**RECORDS FOR THE EXERCISE:**
..............................

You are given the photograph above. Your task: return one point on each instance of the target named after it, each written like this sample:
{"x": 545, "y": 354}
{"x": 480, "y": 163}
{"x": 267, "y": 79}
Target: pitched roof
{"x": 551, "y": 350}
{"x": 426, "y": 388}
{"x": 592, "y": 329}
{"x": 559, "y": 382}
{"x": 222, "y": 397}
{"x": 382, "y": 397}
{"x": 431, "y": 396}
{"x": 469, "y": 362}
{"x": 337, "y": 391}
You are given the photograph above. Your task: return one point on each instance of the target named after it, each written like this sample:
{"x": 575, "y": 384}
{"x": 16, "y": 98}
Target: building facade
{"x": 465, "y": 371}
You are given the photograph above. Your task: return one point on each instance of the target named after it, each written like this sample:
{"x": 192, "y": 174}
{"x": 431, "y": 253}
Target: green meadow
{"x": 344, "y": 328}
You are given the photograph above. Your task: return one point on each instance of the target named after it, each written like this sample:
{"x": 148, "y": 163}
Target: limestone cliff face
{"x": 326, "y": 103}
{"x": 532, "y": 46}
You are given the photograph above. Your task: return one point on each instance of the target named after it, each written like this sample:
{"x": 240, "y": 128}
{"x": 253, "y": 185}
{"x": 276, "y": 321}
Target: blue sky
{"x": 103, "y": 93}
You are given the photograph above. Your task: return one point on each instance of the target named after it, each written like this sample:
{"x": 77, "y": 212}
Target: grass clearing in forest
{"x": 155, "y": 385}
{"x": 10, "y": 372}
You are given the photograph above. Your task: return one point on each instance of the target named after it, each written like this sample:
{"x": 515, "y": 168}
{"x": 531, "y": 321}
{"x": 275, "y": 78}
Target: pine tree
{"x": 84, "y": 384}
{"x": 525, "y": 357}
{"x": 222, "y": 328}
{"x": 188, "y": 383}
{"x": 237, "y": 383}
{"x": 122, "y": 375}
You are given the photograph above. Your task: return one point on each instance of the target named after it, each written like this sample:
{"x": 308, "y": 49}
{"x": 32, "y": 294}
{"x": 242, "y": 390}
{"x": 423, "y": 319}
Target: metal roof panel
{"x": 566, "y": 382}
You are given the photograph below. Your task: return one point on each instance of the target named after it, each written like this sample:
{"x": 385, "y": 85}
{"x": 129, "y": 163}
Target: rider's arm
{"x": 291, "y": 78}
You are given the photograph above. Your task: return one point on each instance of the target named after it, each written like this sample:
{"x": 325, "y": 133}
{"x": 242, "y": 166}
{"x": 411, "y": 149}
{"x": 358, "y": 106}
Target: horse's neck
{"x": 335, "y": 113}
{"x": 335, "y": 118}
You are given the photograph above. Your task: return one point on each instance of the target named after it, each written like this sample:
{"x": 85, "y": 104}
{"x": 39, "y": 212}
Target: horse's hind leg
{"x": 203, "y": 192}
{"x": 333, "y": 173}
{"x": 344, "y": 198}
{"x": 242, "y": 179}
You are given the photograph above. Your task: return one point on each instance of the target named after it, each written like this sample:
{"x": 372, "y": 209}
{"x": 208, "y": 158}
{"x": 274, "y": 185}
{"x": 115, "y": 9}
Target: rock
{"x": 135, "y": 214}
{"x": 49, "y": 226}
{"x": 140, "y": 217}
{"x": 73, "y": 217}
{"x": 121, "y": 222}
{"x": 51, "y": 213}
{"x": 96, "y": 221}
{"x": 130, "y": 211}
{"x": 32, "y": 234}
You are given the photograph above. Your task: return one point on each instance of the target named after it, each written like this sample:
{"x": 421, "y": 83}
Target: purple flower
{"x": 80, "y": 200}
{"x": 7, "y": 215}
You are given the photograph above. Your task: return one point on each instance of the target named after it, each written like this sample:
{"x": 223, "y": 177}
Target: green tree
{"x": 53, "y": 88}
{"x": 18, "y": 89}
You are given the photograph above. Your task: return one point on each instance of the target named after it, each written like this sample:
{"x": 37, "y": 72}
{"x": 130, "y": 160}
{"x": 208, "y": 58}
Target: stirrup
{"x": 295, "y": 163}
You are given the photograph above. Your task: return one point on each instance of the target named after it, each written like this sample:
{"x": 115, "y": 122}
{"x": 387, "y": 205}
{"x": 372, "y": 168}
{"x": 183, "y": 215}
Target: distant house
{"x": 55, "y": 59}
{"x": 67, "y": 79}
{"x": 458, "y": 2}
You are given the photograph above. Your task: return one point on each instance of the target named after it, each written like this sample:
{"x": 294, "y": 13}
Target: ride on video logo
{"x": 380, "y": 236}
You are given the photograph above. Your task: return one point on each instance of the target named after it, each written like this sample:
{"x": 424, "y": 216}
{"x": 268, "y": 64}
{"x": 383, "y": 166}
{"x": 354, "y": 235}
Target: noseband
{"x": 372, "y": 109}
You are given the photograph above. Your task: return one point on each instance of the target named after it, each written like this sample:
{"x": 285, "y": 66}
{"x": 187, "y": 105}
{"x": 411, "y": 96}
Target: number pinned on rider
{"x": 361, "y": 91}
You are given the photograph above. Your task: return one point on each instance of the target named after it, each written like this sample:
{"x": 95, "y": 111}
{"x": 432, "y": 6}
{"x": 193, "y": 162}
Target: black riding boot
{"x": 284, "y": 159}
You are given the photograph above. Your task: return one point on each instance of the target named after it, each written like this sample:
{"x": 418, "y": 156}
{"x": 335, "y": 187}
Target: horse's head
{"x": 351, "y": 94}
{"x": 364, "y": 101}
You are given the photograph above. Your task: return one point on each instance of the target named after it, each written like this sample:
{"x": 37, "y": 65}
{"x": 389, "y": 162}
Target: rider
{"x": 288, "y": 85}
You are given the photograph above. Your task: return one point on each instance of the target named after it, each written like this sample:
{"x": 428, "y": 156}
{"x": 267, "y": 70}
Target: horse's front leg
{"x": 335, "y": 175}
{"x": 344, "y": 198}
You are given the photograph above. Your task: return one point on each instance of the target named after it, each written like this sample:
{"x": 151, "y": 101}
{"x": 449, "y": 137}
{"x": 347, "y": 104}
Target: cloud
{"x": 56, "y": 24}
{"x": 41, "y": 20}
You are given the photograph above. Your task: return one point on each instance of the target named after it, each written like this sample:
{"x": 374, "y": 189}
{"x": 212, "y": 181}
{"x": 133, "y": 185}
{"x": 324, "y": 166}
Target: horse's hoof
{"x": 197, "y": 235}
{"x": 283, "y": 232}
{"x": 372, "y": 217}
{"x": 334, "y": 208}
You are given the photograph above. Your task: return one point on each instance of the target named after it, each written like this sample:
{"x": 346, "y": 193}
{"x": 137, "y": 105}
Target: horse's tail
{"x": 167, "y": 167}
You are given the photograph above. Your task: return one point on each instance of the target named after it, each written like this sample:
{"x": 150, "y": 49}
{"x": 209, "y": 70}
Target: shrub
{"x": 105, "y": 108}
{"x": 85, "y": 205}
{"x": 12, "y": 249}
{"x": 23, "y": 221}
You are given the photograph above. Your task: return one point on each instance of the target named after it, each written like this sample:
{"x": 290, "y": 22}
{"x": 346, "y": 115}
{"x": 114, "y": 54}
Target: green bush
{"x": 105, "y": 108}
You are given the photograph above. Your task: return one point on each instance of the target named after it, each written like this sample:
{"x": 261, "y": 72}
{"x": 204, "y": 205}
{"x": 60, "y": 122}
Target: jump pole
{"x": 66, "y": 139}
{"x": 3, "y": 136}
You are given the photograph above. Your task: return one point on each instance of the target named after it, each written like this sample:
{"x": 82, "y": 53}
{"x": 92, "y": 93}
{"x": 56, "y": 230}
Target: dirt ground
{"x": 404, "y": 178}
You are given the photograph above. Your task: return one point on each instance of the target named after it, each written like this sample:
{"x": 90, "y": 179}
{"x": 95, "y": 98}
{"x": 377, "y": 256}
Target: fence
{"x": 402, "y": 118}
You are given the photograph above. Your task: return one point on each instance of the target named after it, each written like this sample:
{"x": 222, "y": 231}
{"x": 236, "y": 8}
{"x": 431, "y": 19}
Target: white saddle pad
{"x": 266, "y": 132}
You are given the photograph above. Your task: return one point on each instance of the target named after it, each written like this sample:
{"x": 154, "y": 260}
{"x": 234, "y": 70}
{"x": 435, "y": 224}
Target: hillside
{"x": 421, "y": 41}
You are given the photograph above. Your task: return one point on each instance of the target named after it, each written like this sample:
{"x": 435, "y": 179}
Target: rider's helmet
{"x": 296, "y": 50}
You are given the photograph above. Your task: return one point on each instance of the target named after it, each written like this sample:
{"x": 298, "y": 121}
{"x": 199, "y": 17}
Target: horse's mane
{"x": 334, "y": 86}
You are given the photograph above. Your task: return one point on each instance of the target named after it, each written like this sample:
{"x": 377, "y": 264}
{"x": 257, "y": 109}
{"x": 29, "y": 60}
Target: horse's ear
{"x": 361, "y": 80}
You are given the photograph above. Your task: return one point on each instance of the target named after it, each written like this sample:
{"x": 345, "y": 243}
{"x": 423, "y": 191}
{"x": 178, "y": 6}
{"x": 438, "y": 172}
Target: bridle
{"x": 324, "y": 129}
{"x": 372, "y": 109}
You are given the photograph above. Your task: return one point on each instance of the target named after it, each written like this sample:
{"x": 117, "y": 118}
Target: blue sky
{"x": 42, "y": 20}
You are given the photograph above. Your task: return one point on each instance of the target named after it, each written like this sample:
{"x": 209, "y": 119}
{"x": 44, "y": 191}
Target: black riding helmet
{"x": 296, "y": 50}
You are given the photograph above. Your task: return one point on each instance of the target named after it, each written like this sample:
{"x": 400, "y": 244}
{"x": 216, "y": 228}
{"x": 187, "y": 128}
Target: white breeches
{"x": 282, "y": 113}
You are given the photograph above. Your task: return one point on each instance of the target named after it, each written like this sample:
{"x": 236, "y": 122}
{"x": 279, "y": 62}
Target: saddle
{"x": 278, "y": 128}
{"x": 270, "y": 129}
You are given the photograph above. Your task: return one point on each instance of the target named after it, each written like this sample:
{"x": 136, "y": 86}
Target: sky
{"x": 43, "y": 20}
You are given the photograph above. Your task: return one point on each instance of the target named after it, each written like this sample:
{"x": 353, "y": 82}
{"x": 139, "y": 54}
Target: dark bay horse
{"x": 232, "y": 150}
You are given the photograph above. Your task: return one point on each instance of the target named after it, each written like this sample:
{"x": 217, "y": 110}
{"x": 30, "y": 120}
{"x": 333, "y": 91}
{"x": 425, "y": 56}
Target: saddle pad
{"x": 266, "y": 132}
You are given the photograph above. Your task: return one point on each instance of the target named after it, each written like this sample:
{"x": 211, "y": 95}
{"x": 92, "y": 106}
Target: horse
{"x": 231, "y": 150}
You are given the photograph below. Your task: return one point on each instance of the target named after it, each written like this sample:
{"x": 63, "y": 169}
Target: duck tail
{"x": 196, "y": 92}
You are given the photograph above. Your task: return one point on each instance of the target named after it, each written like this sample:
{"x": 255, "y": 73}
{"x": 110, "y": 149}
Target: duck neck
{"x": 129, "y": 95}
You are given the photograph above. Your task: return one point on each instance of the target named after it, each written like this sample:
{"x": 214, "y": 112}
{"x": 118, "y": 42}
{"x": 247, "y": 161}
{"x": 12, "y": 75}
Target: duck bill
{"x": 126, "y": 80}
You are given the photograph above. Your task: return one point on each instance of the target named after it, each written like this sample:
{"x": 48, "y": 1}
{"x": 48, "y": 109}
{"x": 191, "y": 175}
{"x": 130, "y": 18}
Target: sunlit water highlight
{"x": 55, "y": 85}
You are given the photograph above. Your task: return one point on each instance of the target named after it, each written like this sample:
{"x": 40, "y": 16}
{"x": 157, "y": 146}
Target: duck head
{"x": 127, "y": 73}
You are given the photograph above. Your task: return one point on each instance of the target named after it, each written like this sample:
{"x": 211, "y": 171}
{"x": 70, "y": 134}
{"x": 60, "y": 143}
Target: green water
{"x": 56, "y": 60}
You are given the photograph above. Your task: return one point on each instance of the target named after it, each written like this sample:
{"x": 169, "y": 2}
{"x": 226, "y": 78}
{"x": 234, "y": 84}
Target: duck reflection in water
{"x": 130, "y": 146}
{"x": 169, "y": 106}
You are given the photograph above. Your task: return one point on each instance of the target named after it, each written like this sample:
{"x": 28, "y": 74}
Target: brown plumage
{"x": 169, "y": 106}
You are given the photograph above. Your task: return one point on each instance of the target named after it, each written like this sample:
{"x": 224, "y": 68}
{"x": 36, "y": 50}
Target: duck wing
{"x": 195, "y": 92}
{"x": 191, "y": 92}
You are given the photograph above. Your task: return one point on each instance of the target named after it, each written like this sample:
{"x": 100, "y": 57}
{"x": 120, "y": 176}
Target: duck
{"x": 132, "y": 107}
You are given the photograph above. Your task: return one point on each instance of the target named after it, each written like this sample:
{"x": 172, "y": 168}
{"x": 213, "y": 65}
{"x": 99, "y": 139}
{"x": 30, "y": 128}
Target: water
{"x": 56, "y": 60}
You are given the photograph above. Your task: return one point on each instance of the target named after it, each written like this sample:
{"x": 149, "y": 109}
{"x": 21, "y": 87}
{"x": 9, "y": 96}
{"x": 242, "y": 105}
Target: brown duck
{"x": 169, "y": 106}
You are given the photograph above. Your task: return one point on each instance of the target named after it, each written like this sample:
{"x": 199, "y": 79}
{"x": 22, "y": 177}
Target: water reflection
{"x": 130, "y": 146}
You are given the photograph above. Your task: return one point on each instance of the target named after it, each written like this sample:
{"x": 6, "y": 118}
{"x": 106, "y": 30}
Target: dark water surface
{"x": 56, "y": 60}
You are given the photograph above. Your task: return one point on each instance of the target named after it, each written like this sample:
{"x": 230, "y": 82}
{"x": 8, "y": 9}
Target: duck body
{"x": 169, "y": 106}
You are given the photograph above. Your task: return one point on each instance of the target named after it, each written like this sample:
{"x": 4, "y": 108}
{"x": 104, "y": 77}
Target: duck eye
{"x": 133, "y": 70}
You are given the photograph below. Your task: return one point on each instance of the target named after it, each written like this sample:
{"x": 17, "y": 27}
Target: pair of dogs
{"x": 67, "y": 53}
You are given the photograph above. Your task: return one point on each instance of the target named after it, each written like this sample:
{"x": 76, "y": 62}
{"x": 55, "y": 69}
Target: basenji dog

..............................

**STATED EXERCISE:**
List every line in the rows above that contains the word "dark", copying each one in full.

**SOLUTION TO THIS TASK:**
Target: dark bay horse
Target: dark water surface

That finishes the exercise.